# PAGE:

** Begin **

On November 22, 2019, the Company entered in a commercial lease agreement as part of the sale of the Schmitt Dynamic Balance Systems business line to Tosei Engineering Corp. and Tosei America Inc., which has been accounted for pursuant to (ASU) No. 2016-02, “Leases (Topic 842)”. The Company elected the practical expedient to not separate lease and non-lease components and will present property revenues as other income, combined based upon the lease being determined to be the predominant component.

 

The lessor commercial agreement contains a 10-year term with a renewal option to extend, which will be considered a new, separate contract and will be recognized at the time the option is exercised on a straight-line basis over the renewal period, and early termination options based on established terms specific to the individual agreement. Minimum future lease payments receivable are as follows:

 

    Years Ending May 31,
2021   $ 213,732  
2022     291,906  
2023     300,666  
2024     309,870  
2025     319,164  
Thereafter     1,557,600  
Total undiscounted cash flow   $ 2,992,938  

 

In connection with the July 9, 2020 acquisition of Ample Hills, the Company has multiple real estate leases for its leased stores as well as a manufacturing facility that are recorded as operating leases under various non-cancellable operating leases.

 

To determine whether a contract is or contains a lease, the Company determines at contract inception whether it contains the right to control the use of an identified asset for a period of time in exchange for consideration to the counterparty in the transaction. If the Company determines that the contract provides the right to obtain substantially all of the economic benefit from the use of the leased asset, as well as the right for the Company to direct the asset’s use, the Company recognizes a right-of-use asset and liability upon contract inception. The initial carrying value of the operating lease liability is determined by calculating the present value of future lease payments under the contract. The Company considers the future lease payments under the original terms of the contract and also includes explicitly enumerated renewal periods where management is reasonably certain that such renewal options will be exercised. Our operating leases contain varying terms and expire at various dates through 2030. For the three months ended August 31, 2020 and 2019, lease expenses under fixed term leases amounted to $265,268 and $0, respectively.

** End **

# RECORD LIST:

** Begin **

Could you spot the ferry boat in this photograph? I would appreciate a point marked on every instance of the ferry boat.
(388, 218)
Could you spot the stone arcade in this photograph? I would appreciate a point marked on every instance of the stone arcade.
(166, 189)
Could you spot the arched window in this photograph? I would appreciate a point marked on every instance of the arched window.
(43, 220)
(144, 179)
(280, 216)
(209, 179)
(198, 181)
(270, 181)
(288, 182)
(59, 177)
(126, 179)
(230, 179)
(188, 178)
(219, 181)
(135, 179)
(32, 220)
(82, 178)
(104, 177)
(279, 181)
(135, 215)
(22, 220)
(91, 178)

** End **

# GIVEN TASK:
Repeat the lease disclosure above in full, word for word.

# COMPLETED EXERCISE:
On November 22, 2019, the Company entered in a commercial lease agreement as part of the sale of the Schmitt Dynamic Balance Systems business line to Tosei Engineering Corp. and Tosei America Inc., which has been accounted for pursuant to (ASU) No. 2016-02, “Leases (Topic 842)”. The Company elected the practical expedient to not separate lease and non-lease components and will present property revenues as other income, combined based upon the lease being determined to be the predominant component.

 

The lessor commercial agreement contains a 10-year term with a renewal option to extend, which will be considered a new, separate contract and will be recognized at the time the option is exercised on a straight-line basis over the renewal period, and early termination options based on established terms specific to the individual agreement. Minimum future lease payments receivable are as follows:

 

    Years Ending May 31,
2021   $ 213,732  
2022     291,906  
2023     300,666  
2024     309,870  
2025     319,164  
Thereafter     1,557,600  
Total undiscounted cash flow   $ 2,992,938  

 

In connection with the July 9, 2020 acquisition of Ample Hills, the Company has multiple real estate leases for its leased stores as well as a manufacturing facility that are recorded as operating leases under various non-cancellable operating leases.

 

To determine whether a contract is or contains a lease, the Company determines at contract inception whether it contains the right to control the use of an identified asset for a period of time in exchange for consideration to the counterparty in the transaction. If the Company determines that the contract provides the right to obtain substantially all of the economic benefit from the use of the leased asset, as well as the right for the Company to direct the asset’s use, the Company recognizes a right-of-use asset and liability upon contract inception. The initial carrying value of the operating lease liability is determined by calculating the present value of future lease payments under the contract. The Company considers the future lease payments under the original terms of the contract and also includes explicitly enumerated renewal periods where management is reasonably certain that such renewal options will be exercised. Our operating leases contain varying terms and expire at various dates through 2030. For the three months ended August 31, 2020 and 2019, lease expenses under fixed term leases amounted to $265,268 and $0, respectively.